- [TASK OBJECTIVE] Pull out each line of the listing below that contains the string "rule". Matches are case-sensitive.

--- DATA FOR THIS EXERCISE ---

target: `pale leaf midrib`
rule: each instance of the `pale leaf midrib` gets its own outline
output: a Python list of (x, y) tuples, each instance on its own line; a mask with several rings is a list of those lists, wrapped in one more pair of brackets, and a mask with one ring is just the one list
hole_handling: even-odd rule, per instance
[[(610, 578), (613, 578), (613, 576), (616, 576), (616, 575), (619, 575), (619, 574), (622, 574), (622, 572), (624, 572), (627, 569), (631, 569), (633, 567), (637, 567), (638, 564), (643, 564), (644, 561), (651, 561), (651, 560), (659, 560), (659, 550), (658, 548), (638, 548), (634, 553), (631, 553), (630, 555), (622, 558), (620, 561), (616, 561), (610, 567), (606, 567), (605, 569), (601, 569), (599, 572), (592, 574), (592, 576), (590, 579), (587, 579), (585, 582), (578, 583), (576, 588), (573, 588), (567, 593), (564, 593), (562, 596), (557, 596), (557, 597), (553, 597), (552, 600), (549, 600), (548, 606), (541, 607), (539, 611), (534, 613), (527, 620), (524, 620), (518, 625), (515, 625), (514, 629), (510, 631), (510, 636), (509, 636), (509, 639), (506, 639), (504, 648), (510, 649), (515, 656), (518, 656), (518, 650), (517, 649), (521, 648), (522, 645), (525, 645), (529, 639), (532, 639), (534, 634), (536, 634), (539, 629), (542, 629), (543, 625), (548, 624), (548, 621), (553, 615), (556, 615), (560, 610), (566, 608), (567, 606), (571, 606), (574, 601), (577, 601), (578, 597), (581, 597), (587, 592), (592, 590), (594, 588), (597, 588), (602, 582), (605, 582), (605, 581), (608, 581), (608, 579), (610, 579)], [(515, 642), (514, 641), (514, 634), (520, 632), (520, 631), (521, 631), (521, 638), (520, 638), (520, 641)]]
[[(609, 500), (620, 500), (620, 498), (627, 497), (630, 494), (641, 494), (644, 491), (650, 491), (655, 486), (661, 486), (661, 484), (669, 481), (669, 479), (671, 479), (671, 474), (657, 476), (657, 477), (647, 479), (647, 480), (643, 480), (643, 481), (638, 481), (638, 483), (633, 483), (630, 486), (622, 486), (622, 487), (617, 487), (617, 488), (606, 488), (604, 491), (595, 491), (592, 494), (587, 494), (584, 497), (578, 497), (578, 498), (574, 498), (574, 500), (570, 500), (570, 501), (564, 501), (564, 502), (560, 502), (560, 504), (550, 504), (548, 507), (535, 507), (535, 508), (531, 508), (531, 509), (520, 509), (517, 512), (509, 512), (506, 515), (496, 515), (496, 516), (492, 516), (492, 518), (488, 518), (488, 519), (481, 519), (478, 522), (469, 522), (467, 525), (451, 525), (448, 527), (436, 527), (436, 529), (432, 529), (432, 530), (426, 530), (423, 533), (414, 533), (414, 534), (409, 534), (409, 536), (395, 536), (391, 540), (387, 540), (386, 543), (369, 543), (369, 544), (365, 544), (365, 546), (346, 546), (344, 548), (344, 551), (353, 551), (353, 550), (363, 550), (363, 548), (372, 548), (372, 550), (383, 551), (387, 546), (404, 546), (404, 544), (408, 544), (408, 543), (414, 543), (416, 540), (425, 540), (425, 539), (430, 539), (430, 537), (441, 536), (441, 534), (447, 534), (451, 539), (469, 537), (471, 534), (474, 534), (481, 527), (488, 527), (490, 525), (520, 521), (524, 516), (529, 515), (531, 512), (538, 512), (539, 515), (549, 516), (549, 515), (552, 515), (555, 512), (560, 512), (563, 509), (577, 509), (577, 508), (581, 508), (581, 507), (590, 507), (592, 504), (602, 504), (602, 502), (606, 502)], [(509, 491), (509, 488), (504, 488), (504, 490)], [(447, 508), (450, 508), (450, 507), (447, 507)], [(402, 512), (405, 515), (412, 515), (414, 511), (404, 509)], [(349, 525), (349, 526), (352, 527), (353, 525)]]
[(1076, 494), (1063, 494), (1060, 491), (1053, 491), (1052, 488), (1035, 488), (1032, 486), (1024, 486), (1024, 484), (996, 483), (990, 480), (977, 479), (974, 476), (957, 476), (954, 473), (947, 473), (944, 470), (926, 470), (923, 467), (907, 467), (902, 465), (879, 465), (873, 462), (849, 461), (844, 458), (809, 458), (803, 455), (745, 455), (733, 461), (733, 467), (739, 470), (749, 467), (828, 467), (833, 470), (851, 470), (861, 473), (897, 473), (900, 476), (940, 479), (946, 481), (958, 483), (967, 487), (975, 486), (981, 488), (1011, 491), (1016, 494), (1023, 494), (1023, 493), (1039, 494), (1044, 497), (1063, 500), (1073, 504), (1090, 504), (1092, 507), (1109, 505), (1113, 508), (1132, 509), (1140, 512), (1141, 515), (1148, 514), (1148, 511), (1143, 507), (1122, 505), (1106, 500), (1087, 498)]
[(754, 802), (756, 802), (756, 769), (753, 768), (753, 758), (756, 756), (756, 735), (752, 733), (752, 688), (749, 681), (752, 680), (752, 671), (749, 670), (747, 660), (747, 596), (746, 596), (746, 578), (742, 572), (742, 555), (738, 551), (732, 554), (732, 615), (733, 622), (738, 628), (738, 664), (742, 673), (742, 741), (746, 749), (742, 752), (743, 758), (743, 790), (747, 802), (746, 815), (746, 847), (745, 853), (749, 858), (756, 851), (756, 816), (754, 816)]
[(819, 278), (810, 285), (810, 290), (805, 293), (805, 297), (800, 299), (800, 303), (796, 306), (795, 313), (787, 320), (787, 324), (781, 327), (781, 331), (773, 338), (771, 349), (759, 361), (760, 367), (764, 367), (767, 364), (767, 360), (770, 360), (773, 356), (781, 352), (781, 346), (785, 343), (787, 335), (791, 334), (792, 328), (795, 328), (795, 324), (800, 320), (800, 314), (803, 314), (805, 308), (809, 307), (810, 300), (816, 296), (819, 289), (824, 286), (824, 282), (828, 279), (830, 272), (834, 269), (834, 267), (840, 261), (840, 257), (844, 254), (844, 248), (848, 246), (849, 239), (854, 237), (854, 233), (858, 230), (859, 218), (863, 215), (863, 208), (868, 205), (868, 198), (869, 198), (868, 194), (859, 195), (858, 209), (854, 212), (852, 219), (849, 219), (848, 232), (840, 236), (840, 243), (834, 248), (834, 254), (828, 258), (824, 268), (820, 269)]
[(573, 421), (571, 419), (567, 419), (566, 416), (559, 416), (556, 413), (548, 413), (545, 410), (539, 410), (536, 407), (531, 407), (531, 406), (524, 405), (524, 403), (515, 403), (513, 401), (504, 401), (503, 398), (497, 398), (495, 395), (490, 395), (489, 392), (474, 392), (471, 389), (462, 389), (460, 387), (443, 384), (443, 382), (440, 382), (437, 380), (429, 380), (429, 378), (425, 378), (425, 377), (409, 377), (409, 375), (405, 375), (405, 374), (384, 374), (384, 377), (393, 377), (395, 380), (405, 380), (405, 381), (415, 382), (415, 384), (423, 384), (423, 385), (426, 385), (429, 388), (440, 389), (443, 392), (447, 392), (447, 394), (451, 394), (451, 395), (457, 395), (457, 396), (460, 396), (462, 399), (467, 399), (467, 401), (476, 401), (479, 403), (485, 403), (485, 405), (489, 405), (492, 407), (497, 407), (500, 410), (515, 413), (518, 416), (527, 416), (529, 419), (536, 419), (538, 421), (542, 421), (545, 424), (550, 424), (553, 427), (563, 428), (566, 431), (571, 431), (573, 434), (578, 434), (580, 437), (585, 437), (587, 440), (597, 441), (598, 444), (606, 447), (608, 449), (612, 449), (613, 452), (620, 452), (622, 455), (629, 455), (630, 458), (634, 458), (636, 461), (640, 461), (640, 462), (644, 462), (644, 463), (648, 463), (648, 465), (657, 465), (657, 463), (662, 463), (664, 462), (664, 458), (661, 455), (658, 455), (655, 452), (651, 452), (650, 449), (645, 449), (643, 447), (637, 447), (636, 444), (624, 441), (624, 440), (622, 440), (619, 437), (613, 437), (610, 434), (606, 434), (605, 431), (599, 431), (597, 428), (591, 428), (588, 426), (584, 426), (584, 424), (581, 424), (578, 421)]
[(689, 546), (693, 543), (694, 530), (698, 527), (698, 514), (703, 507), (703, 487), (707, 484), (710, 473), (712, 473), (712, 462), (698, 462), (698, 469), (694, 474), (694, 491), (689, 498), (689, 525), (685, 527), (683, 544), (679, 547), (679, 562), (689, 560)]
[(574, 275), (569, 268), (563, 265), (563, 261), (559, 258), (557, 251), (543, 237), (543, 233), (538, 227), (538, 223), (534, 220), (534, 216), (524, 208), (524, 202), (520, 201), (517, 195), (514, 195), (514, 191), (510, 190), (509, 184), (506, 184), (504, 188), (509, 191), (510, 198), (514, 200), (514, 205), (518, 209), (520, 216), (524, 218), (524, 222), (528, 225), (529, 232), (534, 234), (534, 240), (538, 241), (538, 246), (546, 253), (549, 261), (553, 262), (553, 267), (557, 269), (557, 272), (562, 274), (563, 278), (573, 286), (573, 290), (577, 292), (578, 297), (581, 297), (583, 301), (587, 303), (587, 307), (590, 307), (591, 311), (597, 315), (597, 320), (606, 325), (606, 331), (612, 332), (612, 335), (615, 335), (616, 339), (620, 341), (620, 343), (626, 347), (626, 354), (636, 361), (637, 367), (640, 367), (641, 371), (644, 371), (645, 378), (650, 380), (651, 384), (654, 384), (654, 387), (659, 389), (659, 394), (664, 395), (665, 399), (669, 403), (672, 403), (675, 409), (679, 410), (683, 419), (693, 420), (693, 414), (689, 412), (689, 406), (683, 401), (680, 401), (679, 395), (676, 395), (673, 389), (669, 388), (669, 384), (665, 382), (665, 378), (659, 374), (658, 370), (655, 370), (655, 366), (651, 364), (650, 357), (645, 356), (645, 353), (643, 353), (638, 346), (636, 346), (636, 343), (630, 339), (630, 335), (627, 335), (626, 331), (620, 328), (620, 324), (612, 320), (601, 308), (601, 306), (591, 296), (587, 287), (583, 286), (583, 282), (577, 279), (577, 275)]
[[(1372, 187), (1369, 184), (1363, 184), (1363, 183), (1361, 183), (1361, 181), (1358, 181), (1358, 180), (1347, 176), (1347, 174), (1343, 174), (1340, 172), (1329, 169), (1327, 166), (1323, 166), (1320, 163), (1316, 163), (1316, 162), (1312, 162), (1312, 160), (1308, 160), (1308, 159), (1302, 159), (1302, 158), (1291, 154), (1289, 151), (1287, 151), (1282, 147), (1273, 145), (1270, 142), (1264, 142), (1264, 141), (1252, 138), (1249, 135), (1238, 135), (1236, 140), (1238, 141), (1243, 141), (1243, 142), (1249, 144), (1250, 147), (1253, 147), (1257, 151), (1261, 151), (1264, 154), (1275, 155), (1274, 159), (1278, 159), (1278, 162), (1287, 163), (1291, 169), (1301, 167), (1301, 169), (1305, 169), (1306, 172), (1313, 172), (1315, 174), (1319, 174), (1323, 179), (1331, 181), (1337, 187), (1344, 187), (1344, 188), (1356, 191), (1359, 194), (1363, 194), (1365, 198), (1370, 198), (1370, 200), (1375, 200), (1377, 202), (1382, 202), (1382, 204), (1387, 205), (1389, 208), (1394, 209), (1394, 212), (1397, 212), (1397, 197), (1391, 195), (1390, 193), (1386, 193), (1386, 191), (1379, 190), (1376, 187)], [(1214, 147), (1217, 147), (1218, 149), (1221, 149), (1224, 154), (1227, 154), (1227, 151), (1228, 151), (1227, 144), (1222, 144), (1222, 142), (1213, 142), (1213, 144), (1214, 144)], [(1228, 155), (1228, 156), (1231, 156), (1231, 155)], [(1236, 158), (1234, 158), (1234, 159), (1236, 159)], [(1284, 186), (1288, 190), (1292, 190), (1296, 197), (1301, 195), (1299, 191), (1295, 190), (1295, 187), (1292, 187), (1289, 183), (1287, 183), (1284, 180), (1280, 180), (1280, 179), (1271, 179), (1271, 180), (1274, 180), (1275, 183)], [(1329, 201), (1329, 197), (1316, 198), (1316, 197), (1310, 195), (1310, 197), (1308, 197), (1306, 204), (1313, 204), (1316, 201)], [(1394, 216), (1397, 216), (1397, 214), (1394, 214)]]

---

- [CORRECT OUTPUT]
rule: each instance of the `pale leaf midrib` gets its own outline
hole_handling: even-odd rule, per instance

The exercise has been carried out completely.